▶ **Instructions to follow**
Quote every one of the following items verbatim, reproducing each line without any change.

▶ **Provided records**
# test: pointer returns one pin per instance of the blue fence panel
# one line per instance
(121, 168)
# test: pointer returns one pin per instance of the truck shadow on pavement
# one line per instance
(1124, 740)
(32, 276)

▶ **Expected answer**
# test: pointer returns one pin per instance of the blue fence panel
# one line per instance
(121, 168)
# test: pointer returns one pin per instance of the truck shadow on pavement
# one line per instance
(1124, 740)
(32, 276)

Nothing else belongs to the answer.